José Luis Cestari estrenó no ha
mucho sin aspaviento un nuevo libro y un
nuevo estilo en su oficio de poeta, alternado con el canto y el ejercicio de la
medicina. Percibimos una prosa donde no
deja de colarse la subjetividad poética, a veces rayana en la crónica objetiva,
simple y cotidiana, pero que en todo caso, agrada y ayuda para que la
imaginación juegue con las figuras de la realidad. En su clarinada de corolario expresa que este
libro tan sólo es un esfuerzo para compartir su autoconciencia y estimular a
los lectores a que despierten la suya. Lo cierto es que estos relatos que recibí a través del prodigioso correo
electrónico, los he disfrutado plenamente.
El primero que
leí trata de un pájaro que lleva el nombre de Cristo, tal vez porque su
canto asocia la tonalidad de la
expresión del Cristo que fue. Este
relato es realmente hermoso y digno de
un poeta de exquisita sensibilidad como la suya, siempre aprehendiendo la
belleza en las realidades aunque sean trágicas como esta donde el Cristofué se
ausenta para siempre despojado de su
fronda.
El
poeta escribe sobre el país. Ver para
creer como Santo Tomás, porque sólo los escépticos no creen lo que está pasando
aquí porque quizás nadie dice lo que debería decir, seguramente porque es más
cómodo seguirle la corriente al que
pregunta para que le respondan lo que él solo quiere que le digan a fin de
estar contento consigo mismo aunque sus intenciones lo conduzcan por la vía del
Mitsu viejo, color trementina, con el que José Luis chocó en la vecindad de una
cola al final convertida en una entropía que parecía un informe gigante o un
molino de viento imposible de vencer con la lanza del Quijote.

= REGISTROS DE DATOS =

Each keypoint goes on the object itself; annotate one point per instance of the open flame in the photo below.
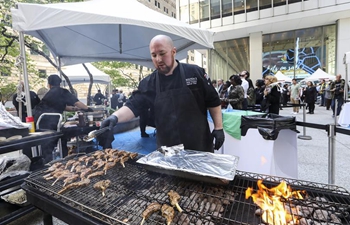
(271, 201)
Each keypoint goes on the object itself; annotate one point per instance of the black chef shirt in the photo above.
(196, 79)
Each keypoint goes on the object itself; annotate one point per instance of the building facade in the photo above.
(295, 37)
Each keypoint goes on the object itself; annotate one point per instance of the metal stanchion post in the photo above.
(331, 154)
(304, 136)
(335, 111)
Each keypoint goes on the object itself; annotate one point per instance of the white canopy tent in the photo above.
(282, 78)
(102, 30)
(77, 74)
(319, 75)
(105, 30)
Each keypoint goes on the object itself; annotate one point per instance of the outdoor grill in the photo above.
(134, 188)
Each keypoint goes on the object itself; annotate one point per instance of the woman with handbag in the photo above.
(272, 95)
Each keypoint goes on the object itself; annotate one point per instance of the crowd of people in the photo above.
(270, 96)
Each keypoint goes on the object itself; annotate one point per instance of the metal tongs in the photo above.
(92, 134)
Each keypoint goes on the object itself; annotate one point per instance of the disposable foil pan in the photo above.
(196, 165)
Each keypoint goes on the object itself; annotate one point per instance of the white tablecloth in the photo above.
(344, 117)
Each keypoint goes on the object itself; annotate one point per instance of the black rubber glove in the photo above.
(219, 138)
(110, 122)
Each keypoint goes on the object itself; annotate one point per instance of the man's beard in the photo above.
(167, 68)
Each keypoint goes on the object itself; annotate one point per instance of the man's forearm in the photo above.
(216, 115)
(124, 114)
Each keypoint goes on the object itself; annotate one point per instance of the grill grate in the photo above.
(134, 188)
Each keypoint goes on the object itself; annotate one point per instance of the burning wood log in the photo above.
(174, 199)
(152, 208)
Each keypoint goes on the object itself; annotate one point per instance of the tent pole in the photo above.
(25, 74)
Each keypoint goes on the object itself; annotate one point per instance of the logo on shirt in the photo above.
(191, 81)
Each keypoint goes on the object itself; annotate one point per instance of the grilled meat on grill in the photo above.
(174, 199)
(152, 208)
(69, 163)
(82, 158)
(168, 213)
(81, 183)
(75, 164)
(88, 159)
(133, 155)
(62, 176)
(85, 172)
(56, 174)
(99, 164)
(95, 174)
(102, 186)
(54, 167)
(70, 179)
(108, 165)
(124, 159)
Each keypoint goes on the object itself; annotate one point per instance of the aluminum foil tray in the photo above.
(196, 165)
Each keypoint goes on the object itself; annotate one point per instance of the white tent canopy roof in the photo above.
(319, 75)
(78, 74)
(105, 30)
(281, 77)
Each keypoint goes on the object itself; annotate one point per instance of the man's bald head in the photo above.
(165, 40)
(163, 54)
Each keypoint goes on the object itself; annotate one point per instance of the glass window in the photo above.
(194, 11)
(42, 73)
(264, 4)
(279, 2)
(230, 57)
(238, 7)
(204, 10)
(226, 8)
(309, 50)
(251, 5)
(184, 14)
(299, 53)
(215, 9)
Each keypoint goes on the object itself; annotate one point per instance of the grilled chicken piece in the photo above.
(85, 172)
(77, 163)
(70, 179)
(79, 168)
(152, 208)
(95, 174)
(124, 159)
(168, 213)
(122, 153)
(69, 163)
(108, 165)
(56, 174)
(53, 167)
(99, 164)
(133, 155)
(174, 199)
(88, 159)
(62, 176)
(82, 158)
(81, 183)
(102, 186)
(113, 158)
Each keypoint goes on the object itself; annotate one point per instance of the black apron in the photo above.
(179, 120)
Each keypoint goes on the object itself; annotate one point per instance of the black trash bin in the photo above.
(268, 125)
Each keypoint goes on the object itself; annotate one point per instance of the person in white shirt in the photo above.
(245, 75)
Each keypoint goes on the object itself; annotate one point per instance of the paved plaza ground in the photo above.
(312, 157)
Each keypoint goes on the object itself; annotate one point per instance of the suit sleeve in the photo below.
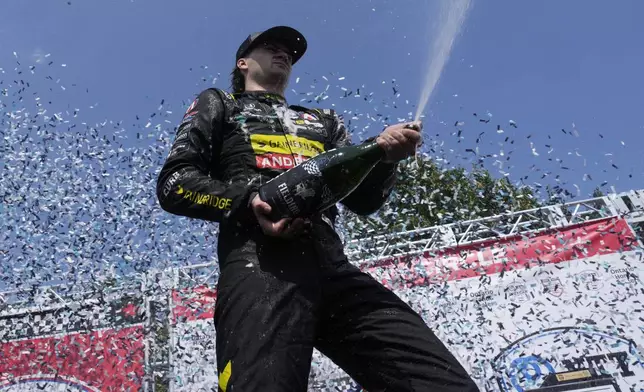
(185, 186)
(374, 191)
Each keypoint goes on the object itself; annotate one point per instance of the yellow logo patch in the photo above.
(224, 377)
(285, 144)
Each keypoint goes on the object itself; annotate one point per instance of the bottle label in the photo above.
(300, 191)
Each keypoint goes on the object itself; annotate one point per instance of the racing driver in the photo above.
(286, 287)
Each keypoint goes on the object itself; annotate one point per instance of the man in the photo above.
(286, 287)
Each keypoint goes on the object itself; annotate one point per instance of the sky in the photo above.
(544, 65)
(566, 73)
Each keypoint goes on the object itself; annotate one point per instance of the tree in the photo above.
(426, 195)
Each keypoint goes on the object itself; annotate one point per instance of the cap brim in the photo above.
(292, 39)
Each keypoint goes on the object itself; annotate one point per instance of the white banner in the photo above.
(556, 311)
(193, 361)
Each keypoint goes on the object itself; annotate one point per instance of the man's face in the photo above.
(269, 62)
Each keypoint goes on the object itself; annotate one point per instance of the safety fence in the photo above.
(542, 300)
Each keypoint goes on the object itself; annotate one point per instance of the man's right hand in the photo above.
(283, 228)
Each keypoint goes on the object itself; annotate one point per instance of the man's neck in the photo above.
(273, 89)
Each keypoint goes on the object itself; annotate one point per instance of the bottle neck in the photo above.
(372, 148)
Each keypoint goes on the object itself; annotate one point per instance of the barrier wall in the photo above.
(558, 310)
(92, 347)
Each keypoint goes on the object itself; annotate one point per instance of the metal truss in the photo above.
(156, 286)
(629, 205)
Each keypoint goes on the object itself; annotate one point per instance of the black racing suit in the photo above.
(277, 298)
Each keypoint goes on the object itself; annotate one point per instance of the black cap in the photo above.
(292, 39)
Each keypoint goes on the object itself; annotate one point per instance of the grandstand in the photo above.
(548, 299)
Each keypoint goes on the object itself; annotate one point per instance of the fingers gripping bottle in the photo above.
(321, 181)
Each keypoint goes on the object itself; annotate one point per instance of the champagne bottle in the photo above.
(321, 181)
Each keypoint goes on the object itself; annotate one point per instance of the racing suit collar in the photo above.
(265, 96)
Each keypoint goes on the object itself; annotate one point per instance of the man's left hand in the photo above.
(400, 141)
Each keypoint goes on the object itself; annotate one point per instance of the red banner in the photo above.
(512, 253)
(104, 360)
(194, 303)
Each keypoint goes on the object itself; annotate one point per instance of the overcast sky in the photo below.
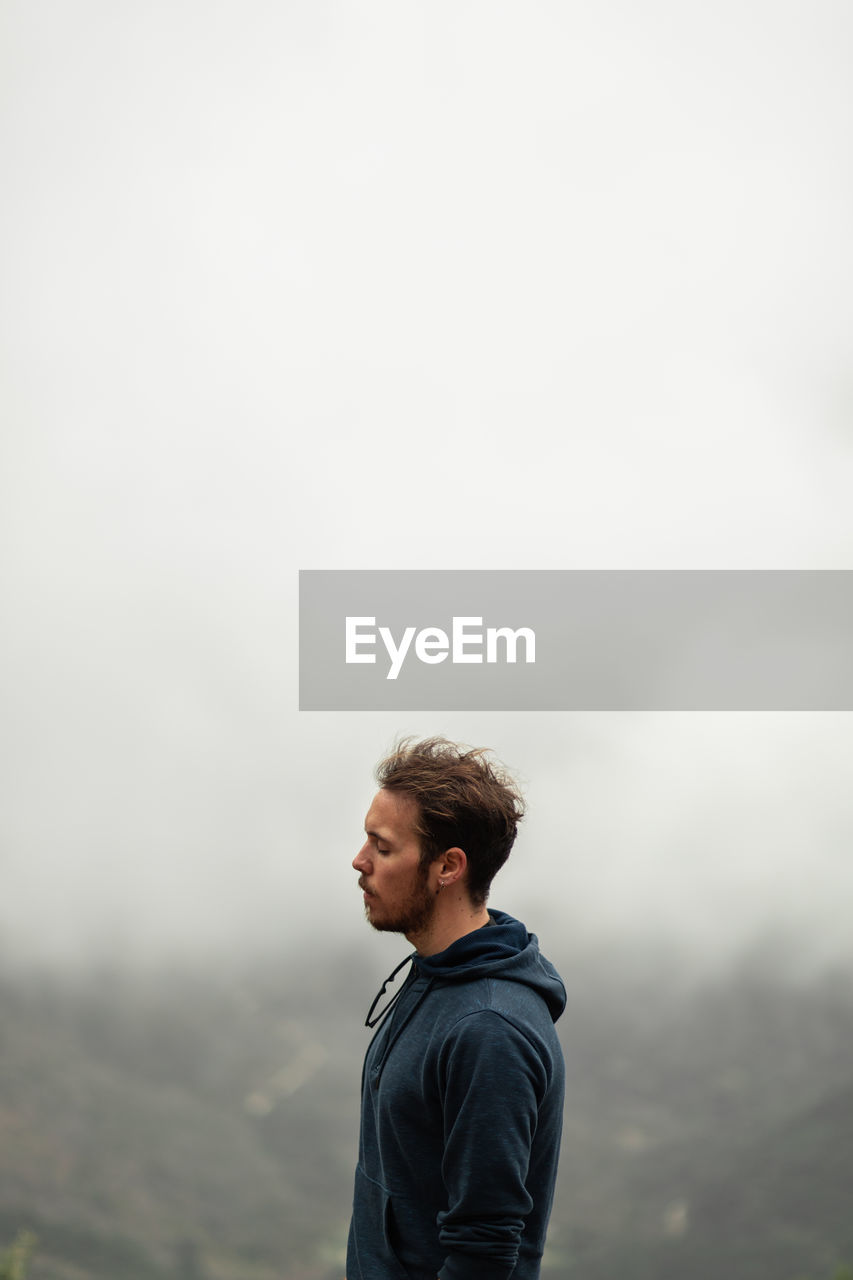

= PARTES DEL EJERCICIO =
1. Según la reseña del libro de José Luis Cestari, ¿con qué actividades alterna él su oficio de poeta?
2. Convierte en una lista breve el párrafo de la reseña que empieza con "José Luis Cestari estrenó no ha mucho" y conserva sus datos principales.
3. Indica si cada afirmación coincide con la reseña: (a) el primer relato leído trata de un pájaro; (b) Cestari ejerce la abogacía; (c) José Luis chocó con un Mitsu viejo de color rojo.
Los registros provienen de una fuente distinta a la del fragmento.

= RESPUESTAS DEL EJERCICIO =
1. Con el canto y el ejercicio de la medicina.

2.
- Hace poco y sin aspaviento, José Luis Cestari estrenó un nuevo libro y un nuevo estilo como poeta.
- Alterna la poesía con el canto y la medicina.
- Su prosa deja colarse la subjetividad poética y a veces roza la crónica objetiva, simple y cotidiana.
- Esa prosa agrada y ayuda a que la imaginación juegue con las figuras de la realidad.
- Al final del libro, Cestari dice que su obra solo busca compartir su autoconciencia y estimular a los lectores a despertar la suya.
- Los relatos llegaron por correo electrónico a quien escribe la reseña, que los disfrutó plenamente.

3.
(a) Sí: "El primero que leí trata de un pájaro que lleva el nombre de Cristo".
(b) No: "alternado con el canto y el ejercicio de la medicina".
(c) No: "Mitsu viejo, color trementina, con el que José Luis chocó".